## WHAT YOU HAVE TO DO
Arrange the items from the first line through the line containing "x=1102, y=538" as a JSON list of strings, with one string per line and blank lines left out.

## INPUT
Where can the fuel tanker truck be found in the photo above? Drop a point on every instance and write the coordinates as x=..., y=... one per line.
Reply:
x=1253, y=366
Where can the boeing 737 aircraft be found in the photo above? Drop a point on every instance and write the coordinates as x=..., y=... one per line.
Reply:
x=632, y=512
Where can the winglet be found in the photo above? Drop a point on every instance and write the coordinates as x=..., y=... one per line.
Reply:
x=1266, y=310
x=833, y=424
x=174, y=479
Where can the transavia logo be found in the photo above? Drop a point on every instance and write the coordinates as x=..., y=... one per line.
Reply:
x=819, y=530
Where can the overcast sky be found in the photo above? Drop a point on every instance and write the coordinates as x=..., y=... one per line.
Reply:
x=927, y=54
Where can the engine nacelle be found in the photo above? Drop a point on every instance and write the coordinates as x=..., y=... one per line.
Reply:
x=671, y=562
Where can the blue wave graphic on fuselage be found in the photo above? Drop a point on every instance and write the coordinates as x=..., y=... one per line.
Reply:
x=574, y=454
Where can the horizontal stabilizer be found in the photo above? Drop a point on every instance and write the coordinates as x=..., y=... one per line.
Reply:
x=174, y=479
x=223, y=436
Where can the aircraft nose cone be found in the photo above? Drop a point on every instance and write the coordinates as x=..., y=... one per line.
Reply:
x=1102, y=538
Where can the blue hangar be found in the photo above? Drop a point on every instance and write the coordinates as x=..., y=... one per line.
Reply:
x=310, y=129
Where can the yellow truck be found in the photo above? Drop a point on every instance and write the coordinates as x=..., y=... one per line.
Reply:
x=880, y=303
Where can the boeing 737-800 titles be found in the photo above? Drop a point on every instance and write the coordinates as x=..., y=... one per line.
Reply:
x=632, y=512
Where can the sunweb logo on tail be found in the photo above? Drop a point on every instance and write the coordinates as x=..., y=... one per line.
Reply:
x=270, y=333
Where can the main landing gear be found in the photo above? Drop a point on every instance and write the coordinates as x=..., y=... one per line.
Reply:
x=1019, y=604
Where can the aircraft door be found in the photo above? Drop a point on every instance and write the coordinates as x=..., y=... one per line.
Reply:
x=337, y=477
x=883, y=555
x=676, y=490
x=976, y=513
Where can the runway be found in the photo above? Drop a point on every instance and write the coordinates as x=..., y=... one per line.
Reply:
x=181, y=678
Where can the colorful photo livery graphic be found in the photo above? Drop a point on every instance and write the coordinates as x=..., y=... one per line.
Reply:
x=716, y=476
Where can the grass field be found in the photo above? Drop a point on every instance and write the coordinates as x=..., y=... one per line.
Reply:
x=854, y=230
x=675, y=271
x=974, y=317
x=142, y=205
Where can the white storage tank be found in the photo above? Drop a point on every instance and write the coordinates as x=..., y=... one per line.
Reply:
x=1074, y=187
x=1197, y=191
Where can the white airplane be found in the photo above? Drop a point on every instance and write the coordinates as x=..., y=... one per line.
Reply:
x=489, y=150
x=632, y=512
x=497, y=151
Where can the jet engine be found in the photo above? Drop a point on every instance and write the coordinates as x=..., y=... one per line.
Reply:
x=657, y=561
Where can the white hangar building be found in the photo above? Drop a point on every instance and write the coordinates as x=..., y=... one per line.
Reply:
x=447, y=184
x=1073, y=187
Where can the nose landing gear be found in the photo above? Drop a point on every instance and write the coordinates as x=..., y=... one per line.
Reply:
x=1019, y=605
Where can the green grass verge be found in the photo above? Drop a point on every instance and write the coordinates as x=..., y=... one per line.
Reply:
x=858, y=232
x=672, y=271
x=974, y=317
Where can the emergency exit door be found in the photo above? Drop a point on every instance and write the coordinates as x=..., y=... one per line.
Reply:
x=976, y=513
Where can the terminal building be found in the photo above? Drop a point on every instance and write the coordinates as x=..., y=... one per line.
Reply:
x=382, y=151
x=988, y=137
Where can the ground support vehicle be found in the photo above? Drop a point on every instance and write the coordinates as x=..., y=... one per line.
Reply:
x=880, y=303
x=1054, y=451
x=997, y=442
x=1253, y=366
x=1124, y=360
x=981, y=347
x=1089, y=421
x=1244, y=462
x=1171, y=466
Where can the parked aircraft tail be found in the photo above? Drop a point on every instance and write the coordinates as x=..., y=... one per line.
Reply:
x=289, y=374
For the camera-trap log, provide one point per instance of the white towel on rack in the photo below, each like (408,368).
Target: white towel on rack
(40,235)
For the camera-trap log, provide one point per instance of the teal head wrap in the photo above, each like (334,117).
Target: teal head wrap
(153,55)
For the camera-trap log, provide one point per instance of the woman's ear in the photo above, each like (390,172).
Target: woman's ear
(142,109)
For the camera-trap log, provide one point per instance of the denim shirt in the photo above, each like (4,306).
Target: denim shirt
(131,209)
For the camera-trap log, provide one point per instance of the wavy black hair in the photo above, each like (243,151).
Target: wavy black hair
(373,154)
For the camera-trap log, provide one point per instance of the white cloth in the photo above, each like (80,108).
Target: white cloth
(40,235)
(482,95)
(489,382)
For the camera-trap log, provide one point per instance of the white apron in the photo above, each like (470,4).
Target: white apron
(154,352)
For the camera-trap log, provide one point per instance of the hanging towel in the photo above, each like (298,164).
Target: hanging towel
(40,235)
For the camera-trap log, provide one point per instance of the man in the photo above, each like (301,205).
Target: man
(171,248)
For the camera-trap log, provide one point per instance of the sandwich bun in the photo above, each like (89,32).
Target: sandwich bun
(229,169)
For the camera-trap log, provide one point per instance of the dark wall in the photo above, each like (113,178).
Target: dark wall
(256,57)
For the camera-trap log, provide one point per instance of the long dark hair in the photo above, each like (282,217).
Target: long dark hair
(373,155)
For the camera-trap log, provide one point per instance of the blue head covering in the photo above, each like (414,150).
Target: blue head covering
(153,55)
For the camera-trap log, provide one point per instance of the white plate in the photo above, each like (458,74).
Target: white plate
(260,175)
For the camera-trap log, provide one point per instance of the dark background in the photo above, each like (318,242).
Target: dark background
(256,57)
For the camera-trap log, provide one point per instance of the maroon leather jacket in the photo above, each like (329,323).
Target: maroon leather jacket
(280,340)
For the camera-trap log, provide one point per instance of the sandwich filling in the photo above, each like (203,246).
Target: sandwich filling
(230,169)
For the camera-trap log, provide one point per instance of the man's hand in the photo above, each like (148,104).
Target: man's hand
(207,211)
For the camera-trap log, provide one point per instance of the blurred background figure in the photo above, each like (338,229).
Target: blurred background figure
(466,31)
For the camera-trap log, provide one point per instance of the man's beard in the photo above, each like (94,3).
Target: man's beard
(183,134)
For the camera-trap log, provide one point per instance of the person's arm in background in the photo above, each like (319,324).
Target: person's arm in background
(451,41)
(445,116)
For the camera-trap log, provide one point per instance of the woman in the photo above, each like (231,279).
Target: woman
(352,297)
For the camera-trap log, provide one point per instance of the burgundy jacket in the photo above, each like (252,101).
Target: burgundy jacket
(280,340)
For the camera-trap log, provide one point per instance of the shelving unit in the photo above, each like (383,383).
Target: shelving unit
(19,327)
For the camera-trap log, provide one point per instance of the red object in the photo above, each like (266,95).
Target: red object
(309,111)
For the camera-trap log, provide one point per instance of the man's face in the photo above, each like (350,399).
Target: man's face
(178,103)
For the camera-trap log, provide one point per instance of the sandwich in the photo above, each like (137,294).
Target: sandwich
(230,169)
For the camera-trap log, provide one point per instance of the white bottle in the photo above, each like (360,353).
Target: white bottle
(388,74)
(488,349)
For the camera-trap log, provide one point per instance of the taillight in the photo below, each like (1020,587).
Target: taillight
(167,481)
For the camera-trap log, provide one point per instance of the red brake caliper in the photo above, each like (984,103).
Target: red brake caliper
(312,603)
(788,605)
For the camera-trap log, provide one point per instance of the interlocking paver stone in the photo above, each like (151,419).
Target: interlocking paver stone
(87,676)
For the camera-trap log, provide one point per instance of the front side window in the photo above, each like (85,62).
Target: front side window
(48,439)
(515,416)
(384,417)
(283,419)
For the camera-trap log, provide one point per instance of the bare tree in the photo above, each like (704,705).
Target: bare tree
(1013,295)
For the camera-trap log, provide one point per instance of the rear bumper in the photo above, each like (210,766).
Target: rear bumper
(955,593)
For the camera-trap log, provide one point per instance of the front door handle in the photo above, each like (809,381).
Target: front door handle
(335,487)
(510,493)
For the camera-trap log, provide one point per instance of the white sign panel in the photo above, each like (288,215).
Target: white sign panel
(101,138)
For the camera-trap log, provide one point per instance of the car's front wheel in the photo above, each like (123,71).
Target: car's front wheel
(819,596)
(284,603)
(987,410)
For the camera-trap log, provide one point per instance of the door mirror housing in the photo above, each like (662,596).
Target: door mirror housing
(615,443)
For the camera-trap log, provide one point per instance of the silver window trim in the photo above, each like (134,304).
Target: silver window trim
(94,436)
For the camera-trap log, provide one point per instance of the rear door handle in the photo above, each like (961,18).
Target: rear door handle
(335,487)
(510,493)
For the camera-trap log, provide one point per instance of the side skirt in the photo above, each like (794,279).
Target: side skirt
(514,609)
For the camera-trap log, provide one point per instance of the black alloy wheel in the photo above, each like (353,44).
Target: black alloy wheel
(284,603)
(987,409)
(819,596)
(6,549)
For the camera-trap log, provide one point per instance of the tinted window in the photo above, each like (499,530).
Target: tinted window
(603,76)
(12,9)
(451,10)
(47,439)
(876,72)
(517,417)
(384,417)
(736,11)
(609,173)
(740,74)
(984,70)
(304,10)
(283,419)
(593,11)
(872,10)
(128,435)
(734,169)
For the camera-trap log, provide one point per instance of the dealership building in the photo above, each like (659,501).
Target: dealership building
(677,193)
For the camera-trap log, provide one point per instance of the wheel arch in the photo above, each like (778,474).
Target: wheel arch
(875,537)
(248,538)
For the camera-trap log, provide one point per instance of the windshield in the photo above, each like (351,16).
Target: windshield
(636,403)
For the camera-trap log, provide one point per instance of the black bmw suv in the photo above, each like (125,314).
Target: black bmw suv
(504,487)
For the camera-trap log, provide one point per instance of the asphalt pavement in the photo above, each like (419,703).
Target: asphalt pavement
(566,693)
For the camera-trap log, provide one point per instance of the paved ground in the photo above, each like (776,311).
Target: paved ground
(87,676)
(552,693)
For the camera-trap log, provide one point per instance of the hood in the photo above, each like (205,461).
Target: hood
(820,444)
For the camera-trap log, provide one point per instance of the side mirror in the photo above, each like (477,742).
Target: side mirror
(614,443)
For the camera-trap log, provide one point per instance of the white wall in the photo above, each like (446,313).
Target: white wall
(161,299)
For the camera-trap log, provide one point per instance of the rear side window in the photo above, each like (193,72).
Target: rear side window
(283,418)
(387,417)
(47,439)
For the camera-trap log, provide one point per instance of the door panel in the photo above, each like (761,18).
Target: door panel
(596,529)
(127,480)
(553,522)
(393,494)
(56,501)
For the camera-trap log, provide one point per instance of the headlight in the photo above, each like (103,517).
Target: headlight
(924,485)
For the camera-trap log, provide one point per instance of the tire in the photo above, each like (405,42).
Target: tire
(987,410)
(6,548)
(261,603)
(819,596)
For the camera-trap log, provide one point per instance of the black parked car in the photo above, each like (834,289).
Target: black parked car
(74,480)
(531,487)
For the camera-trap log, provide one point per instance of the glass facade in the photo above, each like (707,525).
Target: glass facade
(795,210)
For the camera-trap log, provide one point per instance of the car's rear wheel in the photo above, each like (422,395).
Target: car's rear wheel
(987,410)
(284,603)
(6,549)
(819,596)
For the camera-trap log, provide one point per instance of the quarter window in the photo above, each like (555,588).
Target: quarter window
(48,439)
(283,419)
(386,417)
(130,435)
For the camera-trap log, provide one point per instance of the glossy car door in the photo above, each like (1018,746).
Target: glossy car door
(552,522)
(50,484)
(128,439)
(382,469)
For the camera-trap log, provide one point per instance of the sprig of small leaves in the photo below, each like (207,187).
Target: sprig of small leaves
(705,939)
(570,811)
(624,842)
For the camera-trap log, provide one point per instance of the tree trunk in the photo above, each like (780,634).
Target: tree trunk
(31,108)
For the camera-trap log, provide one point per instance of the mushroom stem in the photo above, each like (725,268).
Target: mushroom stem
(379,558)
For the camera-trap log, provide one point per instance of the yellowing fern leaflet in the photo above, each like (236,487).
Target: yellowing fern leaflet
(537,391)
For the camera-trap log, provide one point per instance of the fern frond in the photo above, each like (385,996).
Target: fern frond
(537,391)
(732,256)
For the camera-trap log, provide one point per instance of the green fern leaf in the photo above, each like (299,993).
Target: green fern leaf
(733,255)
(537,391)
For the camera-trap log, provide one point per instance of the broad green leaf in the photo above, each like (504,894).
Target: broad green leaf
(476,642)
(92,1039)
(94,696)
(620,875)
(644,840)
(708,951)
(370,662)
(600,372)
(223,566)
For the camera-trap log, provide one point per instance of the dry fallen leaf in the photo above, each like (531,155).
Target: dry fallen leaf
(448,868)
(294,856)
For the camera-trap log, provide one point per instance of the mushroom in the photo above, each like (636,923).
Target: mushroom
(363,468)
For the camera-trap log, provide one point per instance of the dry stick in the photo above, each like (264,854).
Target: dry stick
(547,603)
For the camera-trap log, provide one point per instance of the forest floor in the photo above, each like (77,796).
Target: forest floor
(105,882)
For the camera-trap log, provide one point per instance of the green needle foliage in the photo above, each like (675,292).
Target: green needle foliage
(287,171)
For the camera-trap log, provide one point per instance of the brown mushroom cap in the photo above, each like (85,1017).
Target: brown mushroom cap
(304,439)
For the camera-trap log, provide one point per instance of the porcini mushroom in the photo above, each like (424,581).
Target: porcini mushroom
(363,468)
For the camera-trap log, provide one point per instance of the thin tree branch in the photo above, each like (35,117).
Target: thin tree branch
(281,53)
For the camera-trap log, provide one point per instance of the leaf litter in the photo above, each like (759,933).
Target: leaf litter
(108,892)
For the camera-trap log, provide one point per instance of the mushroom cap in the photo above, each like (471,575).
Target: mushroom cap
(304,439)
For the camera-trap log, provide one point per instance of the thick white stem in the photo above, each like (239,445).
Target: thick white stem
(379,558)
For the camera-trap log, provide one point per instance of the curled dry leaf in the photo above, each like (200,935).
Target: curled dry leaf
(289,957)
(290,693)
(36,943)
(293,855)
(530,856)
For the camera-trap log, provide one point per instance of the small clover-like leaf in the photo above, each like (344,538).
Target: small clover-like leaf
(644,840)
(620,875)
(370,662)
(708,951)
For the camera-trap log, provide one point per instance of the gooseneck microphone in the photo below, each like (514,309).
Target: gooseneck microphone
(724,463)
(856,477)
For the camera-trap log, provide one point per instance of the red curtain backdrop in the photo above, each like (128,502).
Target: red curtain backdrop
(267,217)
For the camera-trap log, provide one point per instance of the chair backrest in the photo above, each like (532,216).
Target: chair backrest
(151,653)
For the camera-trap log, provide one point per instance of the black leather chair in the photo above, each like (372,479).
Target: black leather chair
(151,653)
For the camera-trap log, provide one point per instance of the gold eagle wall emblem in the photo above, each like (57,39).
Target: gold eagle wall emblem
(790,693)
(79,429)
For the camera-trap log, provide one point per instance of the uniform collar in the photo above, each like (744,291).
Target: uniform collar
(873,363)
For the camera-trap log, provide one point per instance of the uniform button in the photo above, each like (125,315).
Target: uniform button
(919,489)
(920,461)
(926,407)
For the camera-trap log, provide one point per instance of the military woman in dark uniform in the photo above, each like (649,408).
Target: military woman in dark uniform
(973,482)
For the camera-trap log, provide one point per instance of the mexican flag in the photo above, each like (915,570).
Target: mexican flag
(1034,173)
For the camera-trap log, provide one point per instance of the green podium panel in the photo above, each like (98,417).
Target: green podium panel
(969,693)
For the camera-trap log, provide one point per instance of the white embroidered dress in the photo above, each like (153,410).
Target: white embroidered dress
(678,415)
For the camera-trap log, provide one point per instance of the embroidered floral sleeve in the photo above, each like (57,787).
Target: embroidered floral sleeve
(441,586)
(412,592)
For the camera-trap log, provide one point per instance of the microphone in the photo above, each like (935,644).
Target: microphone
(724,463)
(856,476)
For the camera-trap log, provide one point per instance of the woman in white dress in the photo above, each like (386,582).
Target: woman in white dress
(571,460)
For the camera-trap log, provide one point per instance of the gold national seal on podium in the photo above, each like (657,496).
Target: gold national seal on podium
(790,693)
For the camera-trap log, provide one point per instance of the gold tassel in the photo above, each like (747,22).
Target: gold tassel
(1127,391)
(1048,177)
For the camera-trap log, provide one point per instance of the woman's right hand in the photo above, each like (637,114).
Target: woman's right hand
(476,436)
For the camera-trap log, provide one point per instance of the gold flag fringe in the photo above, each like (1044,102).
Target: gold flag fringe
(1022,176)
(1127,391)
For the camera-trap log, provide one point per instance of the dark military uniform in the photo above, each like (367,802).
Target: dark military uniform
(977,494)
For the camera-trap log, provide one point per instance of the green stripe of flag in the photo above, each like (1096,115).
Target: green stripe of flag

## THE RESPONSE
[
  "Where can the fuel tanker truck be found in the photo above? Drop a point on every instance and write the coordinates as x=..., y=... one per line.",
  "Reply:",
  "x=1253, y=366",
  "Where can the boeing 737 aircraft be found in the photo above? Drop a point on every instance and write the coordinates as x=..., y=... one per line.",
  "Reply:",
  "x=632, y=512",
  "Where can the winglet be found in the photo above? Drop a point on every instance and write the coordinates as x=..., y=... one per line.",
  "Reply:",
  "x=1266, y=310",
  "x=833, y=424",
  "x=174, y=479",
  "Where can the transavia logo be found in the photo above? Drop a point on every instance and write the coordinates as x=..., y=... one per line.",
  "Reply:",
  "x=819, y=530",
  "Where can the overcast sky be found in the photo above? Drop a point on every instance and write the coordinates as x=..., y=... one per line.",
  "Reply:",
  "x=927, y=54",
  "Where can the engine nacelle be found in the photo above? Drop a point on every instance and write the coordinates as x=..., y=... one per line.",
  "Reply:",
  "x=671, y=562",
  "Where can the blue wave graphic on fuselage be found in the photo above? Drop a point on every instance and write the coordinates as x=..., y=... one per line.",
  "Reply:",
  "x=574, y=454",
  "Where can the horizontal stabilizer be found in the photo above? Drop a point on every instance and write the coordinates as x=..., y=... one per line.",
  "Reply:",
  "x=174, y=479",
  "x=223, y=436",
  "Where can the aircraft nose cone be found in the photo above? Drop a point on every instance and write the coordinates as x=..., y=... one per line.",
  "Reply:",
  "x=1102, y=538"
]